§ **TASK STATEMENT**: Only an exact repetition of the lines from the one that holds "Detection query: ny logo on cap" to the end of the records is wanted.

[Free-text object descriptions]
····················

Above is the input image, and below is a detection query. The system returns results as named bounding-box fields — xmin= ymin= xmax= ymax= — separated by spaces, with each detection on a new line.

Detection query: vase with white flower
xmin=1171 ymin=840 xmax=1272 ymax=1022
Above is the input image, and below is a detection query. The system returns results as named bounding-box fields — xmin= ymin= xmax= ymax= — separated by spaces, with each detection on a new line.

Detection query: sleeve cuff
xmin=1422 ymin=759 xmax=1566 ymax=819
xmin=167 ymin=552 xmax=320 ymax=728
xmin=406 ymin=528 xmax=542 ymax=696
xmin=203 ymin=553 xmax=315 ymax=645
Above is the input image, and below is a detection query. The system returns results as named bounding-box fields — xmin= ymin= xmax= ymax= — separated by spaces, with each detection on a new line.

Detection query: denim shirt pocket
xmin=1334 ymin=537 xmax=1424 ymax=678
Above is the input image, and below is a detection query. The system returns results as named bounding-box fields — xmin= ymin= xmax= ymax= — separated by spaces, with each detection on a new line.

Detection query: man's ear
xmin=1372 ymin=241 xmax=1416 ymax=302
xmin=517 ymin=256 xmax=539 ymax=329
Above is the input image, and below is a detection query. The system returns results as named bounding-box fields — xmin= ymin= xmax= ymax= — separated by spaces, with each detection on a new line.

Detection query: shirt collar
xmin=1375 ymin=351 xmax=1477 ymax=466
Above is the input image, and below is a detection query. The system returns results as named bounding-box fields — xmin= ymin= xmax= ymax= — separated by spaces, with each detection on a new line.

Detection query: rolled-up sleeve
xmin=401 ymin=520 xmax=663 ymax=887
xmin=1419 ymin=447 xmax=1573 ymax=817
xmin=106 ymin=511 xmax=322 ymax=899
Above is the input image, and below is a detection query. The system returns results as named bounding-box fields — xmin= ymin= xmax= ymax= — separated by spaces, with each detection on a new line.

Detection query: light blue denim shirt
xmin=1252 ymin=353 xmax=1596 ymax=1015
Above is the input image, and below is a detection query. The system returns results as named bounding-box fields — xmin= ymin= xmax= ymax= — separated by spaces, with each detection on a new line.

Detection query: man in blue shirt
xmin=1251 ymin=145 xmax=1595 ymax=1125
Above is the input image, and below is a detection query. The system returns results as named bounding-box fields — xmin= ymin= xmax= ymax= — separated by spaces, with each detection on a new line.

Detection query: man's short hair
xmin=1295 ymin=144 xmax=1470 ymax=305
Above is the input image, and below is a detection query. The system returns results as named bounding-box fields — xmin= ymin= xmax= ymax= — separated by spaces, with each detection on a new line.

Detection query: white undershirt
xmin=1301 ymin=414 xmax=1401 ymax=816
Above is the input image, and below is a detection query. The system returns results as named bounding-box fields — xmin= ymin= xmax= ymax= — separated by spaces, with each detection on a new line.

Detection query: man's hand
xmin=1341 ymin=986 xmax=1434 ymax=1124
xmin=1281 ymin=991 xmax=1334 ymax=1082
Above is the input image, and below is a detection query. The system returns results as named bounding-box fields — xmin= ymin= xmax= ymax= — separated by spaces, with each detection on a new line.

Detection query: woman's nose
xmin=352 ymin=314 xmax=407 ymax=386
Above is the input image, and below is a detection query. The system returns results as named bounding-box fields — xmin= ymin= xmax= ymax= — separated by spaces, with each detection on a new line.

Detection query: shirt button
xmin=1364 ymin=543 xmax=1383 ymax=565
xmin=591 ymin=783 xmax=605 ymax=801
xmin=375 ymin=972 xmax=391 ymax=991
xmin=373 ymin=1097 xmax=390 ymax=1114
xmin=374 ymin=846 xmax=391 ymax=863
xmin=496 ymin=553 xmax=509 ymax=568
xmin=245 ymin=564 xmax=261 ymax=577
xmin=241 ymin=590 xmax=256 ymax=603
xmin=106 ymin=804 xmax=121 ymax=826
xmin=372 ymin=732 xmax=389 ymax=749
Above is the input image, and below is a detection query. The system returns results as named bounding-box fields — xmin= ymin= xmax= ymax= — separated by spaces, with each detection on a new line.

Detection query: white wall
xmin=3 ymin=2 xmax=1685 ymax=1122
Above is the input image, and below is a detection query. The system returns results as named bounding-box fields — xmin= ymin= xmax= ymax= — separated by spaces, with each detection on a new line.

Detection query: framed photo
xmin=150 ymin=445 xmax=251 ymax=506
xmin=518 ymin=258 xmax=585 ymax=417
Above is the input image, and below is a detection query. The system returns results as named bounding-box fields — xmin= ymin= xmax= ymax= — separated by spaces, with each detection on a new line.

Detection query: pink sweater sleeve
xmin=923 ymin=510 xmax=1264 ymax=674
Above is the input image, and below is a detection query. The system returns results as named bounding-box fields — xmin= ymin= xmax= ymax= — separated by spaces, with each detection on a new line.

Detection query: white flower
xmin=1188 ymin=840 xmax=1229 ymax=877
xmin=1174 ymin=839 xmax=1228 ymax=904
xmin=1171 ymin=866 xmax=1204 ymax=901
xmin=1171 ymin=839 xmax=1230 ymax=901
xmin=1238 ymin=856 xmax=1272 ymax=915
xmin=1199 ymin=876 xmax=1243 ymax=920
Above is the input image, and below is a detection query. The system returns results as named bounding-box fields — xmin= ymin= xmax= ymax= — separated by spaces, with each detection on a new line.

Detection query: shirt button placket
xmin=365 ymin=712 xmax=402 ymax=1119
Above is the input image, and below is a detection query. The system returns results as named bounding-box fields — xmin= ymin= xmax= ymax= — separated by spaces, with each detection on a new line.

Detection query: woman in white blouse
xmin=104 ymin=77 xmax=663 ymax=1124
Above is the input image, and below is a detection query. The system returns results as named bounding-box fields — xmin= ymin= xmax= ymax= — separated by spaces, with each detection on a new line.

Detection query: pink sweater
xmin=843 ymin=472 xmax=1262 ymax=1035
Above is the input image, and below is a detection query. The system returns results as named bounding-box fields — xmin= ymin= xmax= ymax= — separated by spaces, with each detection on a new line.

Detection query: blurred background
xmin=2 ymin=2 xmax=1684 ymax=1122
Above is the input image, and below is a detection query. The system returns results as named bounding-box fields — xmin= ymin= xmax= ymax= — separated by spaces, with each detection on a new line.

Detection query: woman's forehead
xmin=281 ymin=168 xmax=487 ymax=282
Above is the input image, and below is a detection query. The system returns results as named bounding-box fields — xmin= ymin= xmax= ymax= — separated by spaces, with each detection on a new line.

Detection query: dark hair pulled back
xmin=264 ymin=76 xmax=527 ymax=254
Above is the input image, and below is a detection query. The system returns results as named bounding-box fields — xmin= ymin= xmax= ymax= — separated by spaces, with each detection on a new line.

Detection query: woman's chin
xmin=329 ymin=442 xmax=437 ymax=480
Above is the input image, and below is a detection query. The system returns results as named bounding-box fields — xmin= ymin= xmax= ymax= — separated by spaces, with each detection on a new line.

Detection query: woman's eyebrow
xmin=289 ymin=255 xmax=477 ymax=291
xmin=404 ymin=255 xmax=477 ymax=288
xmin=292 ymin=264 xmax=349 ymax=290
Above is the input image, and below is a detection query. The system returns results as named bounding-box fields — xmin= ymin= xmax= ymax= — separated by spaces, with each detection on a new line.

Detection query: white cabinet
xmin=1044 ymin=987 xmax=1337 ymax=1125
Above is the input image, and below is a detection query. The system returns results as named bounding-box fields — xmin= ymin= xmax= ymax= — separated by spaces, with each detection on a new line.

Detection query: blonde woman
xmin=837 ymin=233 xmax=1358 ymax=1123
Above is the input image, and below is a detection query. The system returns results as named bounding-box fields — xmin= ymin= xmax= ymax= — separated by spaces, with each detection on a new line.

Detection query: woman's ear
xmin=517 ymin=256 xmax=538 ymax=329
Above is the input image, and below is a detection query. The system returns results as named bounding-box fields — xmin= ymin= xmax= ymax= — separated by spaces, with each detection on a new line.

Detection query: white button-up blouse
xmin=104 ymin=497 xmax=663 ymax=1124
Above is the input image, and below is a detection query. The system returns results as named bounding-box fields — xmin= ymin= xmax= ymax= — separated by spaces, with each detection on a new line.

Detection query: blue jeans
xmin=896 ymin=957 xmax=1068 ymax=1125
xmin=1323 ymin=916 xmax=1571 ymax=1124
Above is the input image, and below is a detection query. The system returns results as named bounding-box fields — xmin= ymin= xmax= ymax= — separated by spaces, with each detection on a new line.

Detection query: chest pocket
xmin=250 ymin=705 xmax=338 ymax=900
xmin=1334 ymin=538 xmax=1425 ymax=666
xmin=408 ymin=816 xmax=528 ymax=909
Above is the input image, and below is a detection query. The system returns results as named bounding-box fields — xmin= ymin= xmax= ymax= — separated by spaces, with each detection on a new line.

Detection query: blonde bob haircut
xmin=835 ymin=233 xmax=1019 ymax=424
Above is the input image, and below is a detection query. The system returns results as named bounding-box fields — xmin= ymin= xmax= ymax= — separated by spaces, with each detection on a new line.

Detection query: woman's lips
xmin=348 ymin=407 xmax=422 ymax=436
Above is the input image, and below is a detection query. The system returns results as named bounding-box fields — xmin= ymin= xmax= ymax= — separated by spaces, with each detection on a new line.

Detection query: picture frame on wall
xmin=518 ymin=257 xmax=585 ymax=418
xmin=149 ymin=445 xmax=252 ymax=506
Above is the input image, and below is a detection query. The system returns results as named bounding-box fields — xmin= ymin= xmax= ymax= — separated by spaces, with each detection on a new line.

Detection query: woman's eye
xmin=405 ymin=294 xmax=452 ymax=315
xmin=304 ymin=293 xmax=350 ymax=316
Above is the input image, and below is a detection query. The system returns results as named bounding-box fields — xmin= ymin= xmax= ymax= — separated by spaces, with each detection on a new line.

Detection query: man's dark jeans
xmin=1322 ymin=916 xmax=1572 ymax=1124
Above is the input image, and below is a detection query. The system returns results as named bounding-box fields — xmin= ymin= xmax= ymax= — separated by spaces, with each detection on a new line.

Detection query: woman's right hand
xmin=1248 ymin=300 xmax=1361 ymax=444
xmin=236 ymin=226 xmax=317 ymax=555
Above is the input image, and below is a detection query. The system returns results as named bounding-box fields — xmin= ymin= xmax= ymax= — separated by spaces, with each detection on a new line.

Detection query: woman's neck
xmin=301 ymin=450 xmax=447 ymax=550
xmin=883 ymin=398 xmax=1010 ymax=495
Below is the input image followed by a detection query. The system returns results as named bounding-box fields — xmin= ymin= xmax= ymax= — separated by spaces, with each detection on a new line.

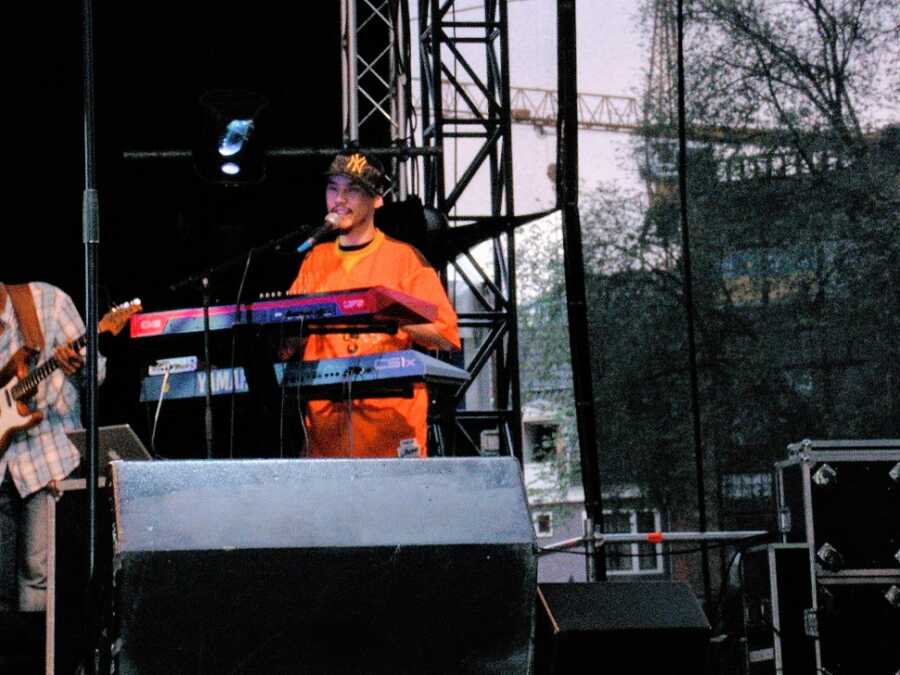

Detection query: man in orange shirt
xmin=285 ymin=151 xmax=460 ymax=458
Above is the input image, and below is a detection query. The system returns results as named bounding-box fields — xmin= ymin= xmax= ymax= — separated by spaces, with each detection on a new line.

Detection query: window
xmin=479 ymin=429 xmax=499 ymax=456
xmin=721 ymin=473 xmax=772 ymax=500
xmin=602 ymin=509 xmax=664 ymax=575
xmin=533 ymin=512 xmax=553 ymax=537
xmin=524 ymin=423 xmax=558 ymax=463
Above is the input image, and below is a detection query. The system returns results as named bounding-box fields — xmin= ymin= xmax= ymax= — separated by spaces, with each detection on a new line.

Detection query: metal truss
xmin=417 ymin=0 xmax=522 ymax=460
xmin=340 ymin=0 xmax=414 ymax=197
xmin=340 ymin=0 xmax=522 ymax=460
xmin=418 ymin=81 xmax=641 ymax=132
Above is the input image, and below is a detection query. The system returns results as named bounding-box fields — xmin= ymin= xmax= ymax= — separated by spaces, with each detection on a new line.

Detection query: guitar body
xmin=0 ymin=298 xmax=141 ymax=456
xmin=0 ymin=375 xmax=44 ymax=455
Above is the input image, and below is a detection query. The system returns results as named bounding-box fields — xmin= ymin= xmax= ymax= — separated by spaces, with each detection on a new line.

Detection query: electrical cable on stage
xmin=291 ymin=316 xmax=310 ymax=456
xmin=228 ymin=247 xmax=255 ymax=459
xmin=150 ymin=367 xmax=170 ymax=459
xmin=277 ymin=320 xmax=287 ymax=458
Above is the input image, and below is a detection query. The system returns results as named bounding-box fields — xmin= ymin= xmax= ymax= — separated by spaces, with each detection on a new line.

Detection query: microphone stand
xmin=168 ymin=224 xmax=322 ymax=459
xmin=169 ymin=225 xmax=314 ymax=294
xmin=80 ymin=0 xmax=106 ymax=671
xmin=200 ymin=277 xmax=214 ymax=458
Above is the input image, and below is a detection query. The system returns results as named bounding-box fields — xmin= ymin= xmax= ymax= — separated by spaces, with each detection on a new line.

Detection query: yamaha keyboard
xmin=139 ymin=367 xmax=250 ymax=402
xmin=130 ymin=286 xmax=437 ymax=338
xmin=274 ymin=350 xmax=469 ymax=399
xmin=139 ymin=351 xmax=469 ymax=403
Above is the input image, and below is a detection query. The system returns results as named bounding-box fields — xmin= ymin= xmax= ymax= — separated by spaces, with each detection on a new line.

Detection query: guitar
xmin=0 ymin=298 xmax=141 ymax=455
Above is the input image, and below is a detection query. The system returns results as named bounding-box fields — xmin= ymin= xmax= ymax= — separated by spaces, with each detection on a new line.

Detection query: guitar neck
xmin=10 ymin=334 xmax=87 ymax=401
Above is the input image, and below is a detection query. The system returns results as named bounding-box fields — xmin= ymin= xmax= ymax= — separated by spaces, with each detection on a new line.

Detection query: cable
xmin=291 ymin=316 xmax=310 ymax=456
xmin=228 ymin=248 xmax=254 ymax=459
xmin=344 ymin=370 xmax=354 ymax=456
xmin=149 ymin=368 xmax=170 ymax=459
xmin=297 ymin=394 xmax=310 ymax=456
xmin=711 ymin=544 xmax=746 ymax=630
xmin=277 ymin=322 xmax=286 ymax=458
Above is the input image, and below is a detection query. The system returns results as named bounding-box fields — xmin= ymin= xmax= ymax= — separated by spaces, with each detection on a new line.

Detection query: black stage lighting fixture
xmin=195 ymin=89 xmax=268 ymax=185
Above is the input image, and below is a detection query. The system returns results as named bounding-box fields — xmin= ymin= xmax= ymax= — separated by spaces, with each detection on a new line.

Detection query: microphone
xmin=296 ymin=213 xmax=342 ymax=254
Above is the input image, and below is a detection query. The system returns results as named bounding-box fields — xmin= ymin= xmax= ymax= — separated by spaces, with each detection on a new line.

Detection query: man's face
xmin=325 ymin=175 xmax=383 ymax=234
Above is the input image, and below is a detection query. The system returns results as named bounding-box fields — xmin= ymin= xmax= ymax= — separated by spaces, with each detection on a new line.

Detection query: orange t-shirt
xmin=287 ymin=229 xmax=460 ymax=458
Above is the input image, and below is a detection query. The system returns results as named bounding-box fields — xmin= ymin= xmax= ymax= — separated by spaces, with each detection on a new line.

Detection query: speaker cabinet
xmin=535 ymin=581 xmax=710 ymax=674
xmin=46 ymin=479 xmax=114 ymax=675
xmin=109 ymin=457 xmax=536 ymax=674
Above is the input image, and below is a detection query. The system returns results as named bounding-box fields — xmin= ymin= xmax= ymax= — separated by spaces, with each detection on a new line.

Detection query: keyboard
xmin=130 ymin=286 xmax=438 ymax=338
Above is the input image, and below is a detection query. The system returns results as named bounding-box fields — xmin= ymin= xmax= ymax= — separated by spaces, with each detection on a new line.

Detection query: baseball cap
xmin=325 ymin=151 xmax=389 ymax=195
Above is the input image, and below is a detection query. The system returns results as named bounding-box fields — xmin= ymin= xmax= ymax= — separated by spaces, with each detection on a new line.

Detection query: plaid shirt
xmin=0 ymin=282 xmax=106 ymax=497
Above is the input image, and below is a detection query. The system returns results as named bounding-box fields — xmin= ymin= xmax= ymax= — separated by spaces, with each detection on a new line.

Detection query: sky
xmin=427 ymin=0 xmax=650 ymax=217
xmin=413 ymin=0 xmax=651 ymax=284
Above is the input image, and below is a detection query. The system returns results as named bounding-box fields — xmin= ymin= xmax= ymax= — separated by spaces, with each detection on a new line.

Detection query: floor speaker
xmin=535 ymin=581 xmax=711 ymax=675
xmin=110 ymin=457 xmax=536 ymax=674
xmin=46 ymin=479 xmax=114 ymax=675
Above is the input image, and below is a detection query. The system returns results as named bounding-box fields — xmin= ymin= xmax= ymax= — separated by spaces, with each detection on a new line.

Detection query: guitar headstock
xmin=99 ymin=298 xmax=143 ymax=336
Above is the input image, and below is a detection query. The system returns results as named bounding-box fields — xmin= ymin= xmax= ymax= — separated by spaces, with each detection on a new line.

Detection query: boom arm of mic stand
xmin=168 ymin=227 xmax=307 ymax=292
xmin=166 ymin=226 xmax=310 ymax=458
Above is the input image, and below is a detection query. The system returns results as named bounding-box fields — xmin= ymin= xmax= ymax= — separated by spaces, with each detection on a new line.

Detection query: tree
xmin=634 ymin=0 xmax=900 ymax=509
xmin=517 ymin=0 xmax=899 ymax=540
xmin=678 ymin=0 xmax=899 ymax=147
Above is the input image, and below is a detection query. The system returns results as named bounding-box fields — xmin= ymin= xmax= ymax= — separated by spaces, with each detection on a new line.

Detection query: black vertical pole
xmin=497 ymin=0 xmax=524 ymax=462
xmin=557 ymin=0 xmax=606 ymax=581
xmin=674 ymin=0 xmax=712 ymax=604
xmin=81 ymin=0 xmax=102 ymax=671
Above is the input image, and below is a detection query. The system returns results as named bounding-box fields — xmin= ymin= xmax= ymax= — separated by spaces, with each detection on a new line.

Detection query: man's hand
xmin=54 ymin=345 xmax=84 ymax=376
xmin=47 ymin=479 xmax=63 ymax=501
xmin=402 ymin=324 xmax=460 ymax=352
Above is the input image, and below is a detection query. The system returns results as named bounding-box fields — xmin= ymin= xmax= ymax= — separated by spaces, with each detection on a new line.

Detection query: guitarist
xmin=0 ymin=281 xmax=105 ymax=613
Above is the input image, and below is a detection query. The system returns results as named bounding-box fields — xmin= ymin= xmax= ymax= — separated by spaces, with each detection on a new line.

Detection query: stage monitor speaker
xmin=109 ymin=457 xmax=537 ymax=674
xmin=535 ymin=582 xmax=711 ymax=675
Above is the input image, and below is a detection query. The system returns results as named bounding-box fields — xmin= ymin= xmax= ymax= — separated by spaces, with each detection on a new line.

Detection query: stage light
xmin=890 ymin=461 xmax=900 ymax=483
xmin=218 ymin=119 xmax=254 ymax=157
xmin=195 ymin=90 xmax=268 ymax=185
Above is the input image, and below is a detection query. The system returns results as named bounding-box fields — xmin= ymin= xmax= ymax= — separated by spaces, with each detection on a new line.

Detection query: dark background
xmin=5 ymin=2 xmax=359 ymax=457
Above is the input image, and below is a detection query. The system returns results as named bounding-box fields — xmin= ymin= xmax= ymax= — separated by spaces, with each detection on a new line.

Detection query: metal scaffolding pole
xmin=417 ymin=0 xmax=522 ymax=460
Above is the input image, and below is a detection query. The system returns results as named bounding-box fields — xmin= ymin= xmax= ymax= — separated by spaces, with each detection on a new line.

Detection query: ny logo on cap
xmin=345 ymin=153 xmax=369 ymax=175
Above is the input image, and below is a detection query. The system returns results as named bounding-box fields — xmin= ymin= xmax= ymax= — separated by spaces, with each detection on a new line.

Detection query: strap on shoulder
xmin=7 ymin=283 xmax=45 ymax=353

····················

§ **SOLUTION TO THE PROBLEM**:
Detection query: ny logo on cap
xmin=345 ymin=153 xmax=369 ymax=175
Above is the input image, and below is a detection query. The system returns results as named bounding-box fields — xmin= ymin= xmax= ymax= — separated by spaces, with each detection on a new line.

Detection query: strap on shoulder
xmin=7 ymin=283 xmax=45 ymax=353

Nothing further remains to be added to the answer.